Document excerpt:
Sham Kakade University of Pennsylvania, USA Online Bounds for Bayesian Algorithms Links: shamkakadeslides.pdf;

We provide competitive online bounds for a number of Bayesian algorithms, without making any assumptions on the data generation process. These bounds show that some of the most popular Bayesian algorithms (such as least squares regression and Bayesian logistic regression) perform favorably when compared, in retrospect, to the single best model in the model class. Interestingly, our lower bound also shows that the performance on the worst case sequence of examples is sometimes not much different from the performance on the worst i.i.d. sequence of examples. We also provide bounds for some widely used maximum a posteriori (MAP) estimation algorithms, including regularized logistic regression.
(joint work with Andrew Ng)

Marcus Hutter IDSIA, Switzerland Online Prediction - Bayes versus Experts Links: marcuspres.pdf; marcuspres.pdf

We derive a very general regret bound in the framework of prediction with expert advice, which challenges the best known regret bound for Bayesian sequence prediction. Both bounds of the form sqrt(Loss × complexity) hold for any bounded loss-function, any prediction and observation spaces, arbitrary expert/ environment classes and weights, and unknown sequence length.

John Langford   TTI - Chicago, USA The precise role of "bias" or "prior" in sample complexity bounds Links: Presentation; Paper

Sample complexity bounds are frequentist/PAC approaches for analyzing the performance of learning machines.  Despite being frequentist, a wide variety of "train set bounds" have some notion of "prior" built in. This notion is often hidden and differs in subtle ways from Bayesian notions of "prior". 

I'll discuss the precise role of a "prior" in frequentist/PAC style bounds and discuss where the "prior" is in several such bounds. 

Suboptimal Behavior of Bayes (and
MDL) under a Misspecified Prior
Links: Presentation; Related research 1and 2

One of the drawbacks of the Bayesian approach to learning is the work required to elicit or specify a Bayesian prior over distributions producing the observed data.  To compensate for this, there are various techniques which take a partial specification of a prior and then automatically compile it into a distribution over distributions producing the observed data. For the class of classification, there is an example showing that the process of compiling a "prior" over classifiers into a prior over distributions results in poor behavior.  In particular, for any number of samples, the Bayesian, MAP, and MDL algorithms will all choose a significantly suboptimal classifier.  This is particularly interesting because there exists a simple algorithm which suceeds in this test for any "prior" over classifiers on any learning problem.



Olivier Catoni   CNRS -- Universite Paris 6, France Transductive PAC-Bayesian classification Links: Paper

We will discuss PAC Bayesian classification theory in the so called transductive setting where both a learning sample and a test sample jointly drawn from an exchangeable distribution are given to the statistician. The labels from the learning sample are known, the labels from the test sample are to be predicted. The following points will be discussed :
• The use of pseudo prior distributions depending on the design (the objects present either in the learning sample or the test sample). Their link with Vapnik Cervonenkis bounds, the way they can be recovered by integrating with respect to the test set without using a symmetrizing trick, resulting in some improvement in the constants. The way they can also be improved by considering a test sample larger than the learning sample (this is made possible by the fact that we do not use symmetrizing).

Parts of the exercise:
A - Please print the part of the workshop abstracts that opens with the words containing "One of the drawbacks" and closes with "any learning problem.".
B - Answer these questions from the workshop abstracts:
(i) With which institution and country is Marcus Hutter listed?
(ii) Who is credited as the joint collaborator on the Bayesian online bounds work?
(iii) In the transductive setting described, the labels of which sample are known?
The items that come after the workshop abstracts are separate material.

Supplied entries:

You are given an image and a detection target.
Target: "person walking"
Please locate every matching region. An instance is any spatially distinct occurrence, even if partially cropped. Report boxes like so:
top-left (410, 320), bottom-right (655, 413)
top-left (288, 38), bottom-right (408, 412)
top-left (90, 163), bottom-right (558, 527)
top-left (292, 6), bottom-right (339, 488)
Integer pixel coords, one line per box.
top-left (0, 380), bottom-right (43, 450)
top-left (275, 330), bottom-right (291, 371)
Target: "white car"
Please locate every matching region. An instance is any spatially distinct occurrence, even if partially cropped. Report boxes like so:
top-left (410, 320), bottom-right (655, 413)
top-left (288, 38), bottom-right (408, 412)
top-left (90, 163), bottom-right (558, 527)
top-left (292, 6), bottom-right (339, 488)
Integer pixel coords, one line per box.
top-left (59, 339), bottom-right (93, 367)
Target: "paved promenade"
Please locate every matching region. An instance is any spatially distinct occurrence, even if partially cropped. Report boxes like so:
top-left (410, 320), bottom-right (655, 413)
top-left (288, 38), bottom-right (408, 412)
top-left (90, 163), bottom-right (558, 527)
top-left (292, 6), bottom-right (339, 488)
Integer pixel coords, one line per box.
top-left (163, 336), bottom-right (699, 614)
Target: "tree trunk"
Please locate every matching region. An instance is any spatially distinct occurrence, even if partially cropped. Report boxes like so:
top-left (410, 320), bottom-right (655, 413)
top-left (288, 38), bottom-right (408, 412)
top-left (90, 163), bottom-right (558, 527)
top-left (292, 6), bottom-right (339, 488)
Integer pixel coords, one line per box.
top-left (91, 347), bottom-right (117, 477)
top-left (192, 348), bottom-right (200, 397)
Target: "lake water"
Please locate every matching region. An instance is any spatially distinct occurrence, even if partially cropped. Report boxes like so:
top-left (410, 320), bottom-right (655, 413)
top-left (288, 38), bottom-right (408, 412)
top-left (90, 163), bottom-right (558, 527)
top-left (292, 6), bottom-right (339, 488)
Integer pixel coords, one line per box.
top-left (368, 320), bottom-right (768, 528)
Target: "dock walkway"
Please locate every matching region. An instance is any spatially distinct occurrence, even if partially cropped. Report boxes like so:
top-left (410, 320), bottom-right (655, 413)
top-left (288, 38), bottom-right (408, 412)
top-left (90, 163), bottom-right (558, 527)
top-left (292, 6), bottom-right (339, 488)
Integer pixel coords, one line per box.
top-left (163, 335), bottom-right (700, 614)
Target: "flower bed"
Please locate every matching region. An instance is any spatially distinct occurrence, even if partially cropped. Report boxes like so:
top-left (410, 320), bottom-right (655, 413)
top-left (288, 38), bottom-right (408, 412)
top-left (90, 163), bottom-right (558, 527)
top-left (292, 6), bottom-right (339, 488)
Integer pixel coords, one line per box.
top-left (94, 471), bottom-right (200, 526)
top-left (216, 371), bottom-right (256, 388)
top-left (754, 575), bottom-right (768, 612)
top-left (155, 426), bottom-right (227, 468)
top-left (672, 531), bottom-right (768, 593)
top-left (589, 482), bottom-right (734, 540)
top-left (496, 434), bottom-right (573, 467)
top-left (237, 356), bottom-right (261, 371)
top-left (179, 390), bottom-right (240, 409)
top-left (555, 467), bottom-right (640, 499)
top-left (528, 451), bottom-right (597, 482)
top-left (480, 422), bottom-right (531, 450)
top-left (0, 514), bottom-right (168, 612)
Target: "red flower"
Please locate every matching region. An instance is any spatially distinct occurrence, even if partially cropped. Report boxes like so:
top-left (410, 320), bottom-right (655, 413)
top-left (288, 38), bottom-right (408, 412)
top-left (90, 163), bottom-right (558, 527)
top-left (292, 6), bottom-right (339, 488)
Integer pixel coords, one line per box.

Solutions to the problems:
A -
One of the drawbacks of the Bayesian approach to learning is the work required to elicit or specify a Bayesian prior over distributions producing the observed data.  To compensate for this, there are various techniques which take a partial specification of a prior and then automatically compile it into a distribution over distributions producing the observed data. For the class of classification, there is an example showing that the process of compiling a "prior" over classifiers into a prior over distributions results in poor behavior.  In particular, for any number of samples, the Bayesian, MAP, and MDL algorithms will all choose a significantly suboptimal classifier.  This is particularly interesting because there exists a simple algorithm which suceeds in this test for any "prior" over classifiers on any learning problem.

B -
(i) IDSIA, Switzerland
(ii) Andrew Ng
(iii) The learning sample